■ Problem statement: Take the lines of the listing below, starting with the line containing "Point out every instance of the window mullion" and going on through the end of the listing. Rewrite them as a JSON list of strings, one string per line, with blank lines left out.

■ Records provided:
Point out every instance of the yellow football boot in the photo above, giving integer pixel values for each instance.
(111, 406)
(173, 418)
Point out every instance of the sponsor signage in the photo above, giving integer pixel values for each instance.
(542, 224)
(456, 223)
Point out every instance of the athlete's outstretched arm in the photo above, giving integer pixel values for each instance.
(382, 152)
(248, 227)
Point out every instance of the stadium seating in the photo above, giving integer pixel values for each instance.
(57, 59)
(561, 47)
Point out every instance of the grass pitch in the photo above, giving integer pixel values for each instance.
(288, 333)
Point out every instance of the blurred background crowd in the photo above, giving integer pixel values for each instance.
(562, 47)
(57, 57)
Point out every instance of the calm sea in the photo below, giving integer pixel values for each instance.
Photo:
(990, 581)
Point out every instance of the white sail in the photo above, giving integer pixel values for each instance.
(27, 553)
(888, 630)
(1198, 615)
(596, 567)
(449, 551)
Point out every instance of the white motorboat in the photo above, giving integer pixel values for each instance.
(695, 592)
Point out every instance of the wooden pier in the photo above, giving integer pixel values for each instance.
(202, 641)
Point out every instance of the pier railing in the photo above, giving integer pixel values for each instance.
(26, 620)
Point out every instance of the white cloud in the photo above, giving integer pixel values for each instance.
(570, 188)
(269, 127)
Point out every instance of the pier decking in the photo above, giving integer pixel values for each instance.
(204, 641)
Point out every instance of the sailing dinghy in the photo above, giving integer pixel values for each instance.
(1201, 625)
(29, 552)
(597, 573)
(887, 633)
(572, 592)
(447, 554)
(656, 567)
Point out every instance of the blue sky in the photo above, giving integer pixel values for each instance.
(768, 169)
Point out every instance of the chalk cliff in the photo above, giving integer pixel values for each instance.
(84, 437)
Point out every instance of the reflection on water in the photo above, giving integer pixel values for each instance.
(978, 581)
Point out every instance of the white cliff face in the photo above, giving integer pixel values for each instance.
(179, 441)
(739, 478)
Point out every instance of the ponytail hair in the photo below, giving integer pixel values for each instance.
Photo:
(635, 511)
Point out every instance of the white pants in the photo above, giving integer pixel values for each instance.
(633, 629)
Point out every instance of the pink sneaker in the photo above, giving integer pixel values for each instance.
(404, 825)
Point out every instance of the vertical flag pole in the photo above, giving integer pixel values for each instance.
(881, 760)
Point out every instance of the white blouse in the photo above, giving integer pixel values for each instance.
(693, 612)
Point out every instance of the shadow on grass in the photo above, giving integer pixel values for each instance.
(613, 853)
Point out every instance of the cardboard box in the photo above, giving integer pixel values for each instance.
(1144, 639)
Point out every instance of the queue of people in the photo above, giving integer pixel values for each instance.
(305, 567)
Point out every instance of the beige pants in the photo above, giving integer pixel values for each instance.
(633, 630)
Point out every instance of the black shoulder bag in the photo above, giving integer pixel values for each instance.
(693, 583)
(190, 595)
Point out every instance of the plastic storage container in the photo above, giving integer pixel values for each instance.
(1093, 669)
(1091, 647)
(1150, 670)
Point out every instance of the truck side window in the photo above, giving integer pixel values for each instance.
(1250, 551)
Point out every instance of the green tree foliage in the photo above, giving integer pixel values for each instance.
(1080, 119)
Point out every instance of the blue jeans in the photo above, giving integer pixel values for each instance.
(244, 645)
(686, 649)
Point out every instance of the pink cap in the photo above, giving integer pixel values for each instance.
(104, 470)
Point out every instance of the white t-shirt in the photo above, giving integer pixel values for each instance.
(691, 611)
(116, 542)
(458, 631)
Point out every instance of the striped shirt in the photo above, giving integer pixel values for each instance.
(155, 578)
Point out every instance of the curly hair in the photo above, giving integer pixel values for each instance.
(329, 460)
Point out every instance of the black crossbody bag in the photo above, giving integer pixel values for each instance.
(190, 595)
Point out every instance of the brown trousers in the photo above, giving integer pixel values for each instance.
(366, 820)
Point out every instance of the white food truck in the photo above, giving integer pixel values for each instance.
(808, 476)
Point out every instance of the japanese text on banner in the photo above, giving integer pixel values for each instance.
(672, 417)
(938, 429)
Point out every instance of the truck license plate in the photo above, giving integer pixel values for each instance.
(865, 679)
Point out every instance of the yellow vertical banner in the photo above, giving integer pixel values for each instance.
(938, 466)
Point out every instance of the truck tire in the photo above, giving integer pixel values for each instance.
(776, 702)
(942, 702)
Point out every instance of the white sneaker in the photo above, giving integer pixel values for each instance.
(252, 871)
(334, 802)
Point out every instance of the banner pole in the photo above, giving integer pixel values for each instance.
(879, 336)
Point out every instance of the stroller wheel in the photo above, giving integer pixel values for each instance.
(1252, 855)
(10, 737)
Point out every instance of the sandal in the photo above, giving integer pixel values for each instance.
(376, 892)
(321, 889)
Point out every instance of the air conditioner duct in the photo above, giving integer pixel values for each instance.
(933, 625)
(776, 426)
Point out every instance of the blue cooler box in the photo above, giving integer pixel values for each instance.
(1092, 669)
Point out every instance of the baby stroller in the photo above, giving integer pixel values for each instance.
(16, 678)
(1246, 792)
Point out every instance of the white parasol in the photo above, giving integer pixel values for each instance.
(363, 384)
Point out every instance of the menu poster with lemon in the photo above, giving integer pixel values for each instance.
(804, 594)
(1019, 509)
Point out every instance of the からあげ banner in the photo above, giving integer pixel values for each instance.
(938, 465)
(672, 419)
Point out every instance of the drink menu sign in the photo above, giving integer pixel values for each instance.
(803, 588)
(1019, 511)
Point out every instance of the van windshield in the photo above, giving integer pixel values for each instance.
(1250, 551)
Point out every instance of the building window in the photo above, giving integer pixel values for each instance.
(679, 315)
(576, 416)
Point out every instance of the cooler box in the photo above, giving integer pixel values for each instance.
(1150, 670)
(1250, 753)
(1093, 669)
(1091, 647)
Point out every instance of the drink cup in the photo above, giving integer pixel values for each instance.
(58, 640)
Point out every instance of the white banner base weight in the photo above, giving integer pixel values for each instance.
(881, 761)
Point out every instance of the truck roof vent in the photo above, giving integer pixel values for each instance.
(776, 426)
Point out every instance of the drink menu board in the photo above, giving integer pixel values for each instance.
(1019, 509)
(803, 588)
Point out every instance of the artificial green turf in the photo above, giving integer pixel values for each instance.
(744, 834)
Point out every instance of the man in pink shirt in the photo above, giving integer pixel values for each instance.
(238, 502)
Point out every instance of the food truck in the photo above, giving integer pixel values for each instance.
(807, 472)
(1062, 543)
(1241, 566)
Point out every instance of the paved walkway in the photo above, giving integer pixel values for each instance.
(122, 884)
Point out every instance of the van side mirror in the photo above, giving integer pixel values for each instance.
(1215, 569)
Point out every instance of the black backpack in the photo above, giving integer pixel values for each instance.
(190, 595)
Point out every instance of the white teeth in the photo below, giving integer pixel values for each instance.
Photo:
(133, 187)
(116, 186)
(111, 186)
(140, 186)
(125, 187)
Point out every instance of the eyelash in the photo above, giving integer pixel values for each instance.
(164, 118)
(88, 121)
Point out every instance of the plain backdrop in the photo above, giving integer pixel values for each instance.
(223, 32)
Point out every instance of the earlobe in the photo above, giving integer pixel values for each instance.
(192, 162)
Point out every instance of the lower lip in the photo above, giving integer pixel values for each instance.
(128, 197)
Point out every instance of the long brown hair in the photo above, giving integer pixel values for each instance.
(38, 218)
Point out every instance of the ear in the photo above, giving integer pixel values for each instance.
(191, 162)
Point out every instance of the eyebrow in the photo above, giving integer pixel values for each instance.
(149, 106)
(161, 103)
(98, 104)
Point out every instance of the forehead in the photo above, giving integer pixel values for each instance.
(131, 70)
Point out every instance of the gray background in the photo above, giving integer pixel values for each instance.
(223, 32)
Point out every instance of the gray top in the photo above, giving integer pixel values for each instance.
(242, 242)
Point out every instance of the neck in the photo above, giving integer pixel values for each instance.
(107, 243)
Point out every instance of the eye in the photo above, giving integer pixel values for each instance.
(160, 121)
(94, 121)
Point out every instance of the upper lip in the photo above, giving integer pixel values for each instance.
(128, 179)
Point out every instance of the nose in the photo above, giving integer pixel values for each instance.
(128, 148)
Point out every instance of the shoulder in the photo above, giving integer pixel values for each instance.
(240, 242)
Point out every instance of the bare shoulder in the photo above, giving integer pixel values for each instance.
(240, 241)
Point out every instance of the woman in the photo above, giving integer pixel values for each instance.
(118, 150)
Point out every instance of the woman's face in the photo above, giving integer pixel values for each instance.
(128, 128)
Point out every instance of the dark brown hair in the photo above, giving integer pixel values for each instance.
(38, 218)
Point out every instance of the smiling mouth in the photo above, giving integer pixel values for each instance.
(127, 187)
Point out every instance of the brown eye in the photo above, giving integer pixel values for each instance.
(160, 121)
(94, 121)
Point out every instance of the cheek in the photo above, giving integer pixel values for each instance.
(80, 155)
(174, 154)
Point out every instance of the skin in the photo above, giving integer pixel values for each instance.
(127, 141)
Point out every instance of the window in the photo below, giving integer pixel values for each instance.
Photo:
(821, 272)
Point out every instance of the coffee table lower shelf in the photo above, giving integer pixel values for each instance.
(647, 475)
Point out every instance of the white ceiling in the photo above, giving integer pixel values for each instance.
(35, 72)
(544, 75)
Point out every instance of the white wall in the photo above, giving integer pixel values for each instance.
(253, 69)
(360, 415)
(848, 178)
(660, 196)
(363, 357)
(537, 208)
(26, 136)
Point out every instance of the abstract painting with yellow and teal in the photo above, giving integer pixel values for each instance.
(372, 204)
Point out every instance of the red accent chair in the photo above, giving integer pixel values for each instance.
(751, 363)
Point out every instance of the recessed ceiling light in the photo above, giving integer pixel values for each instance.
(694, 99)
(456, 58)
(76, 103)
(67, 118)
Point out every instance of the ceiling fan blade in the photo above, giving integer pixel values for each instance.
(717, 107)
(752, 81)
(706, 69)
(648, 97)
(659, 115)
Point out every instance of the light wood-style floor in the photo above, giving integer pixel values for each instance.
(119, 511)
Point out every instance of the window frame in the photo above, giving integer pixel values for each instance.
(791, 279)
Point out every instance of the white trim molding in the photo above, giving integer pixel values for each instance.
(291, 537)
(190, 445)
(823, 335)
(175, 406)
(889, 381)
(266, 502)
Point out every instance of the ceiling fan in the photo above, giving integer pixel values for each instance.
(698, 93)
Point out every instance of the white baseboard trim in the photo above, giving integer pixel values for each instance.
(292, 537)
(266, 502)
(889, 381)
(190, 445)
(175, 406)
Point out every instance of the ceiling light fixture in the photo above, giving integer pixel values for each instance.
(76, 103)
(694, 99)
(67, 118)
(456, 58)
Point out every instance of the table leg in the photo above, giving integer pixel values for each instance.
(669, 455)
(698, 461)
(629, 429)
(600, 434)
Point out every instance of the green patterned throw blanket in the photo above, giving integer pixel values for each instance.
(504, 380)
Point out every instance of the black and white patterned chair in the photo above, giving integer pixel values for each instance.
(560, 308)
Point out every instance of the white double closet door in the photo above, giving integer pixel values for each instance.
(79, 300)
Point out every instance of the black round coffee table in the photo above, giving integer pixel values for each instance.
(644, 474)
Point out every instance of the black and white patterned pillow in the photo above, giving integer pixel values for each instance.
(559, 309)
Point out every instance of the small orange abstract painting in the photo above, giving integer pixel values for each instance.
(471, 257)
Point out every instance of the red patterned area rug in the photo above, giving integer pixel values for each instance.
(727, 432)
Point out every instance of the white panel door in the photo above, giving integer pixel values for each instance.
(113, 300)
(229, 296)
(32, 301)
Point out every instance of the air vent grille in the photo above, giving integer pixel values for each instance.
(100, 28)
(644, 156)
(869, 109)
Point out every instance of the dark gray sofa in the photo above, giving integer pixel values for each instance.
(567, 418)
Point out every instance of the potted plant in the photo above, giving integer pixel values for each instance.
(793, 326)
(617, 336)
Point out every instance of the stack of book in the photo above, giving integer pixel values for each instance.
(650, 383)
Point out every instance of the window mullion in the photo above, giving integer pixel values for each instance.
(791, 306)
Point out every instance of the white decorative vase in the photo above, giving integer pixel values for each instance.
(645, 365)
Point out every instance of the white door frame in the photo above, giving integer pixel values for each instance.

■ Response for this exercise:
[
  "Point out every instance of the window mullion in the photo above, giving integer pixel values for each instance.",
  "(791, 306)",
  "Point out every instance of the white decorative vase in the photo above, giving integer pixel values for each instance.",
  "(645, 365)",
  "Point out every instance of the white door frame in the photo above, giving integer pixel values for each instance."
]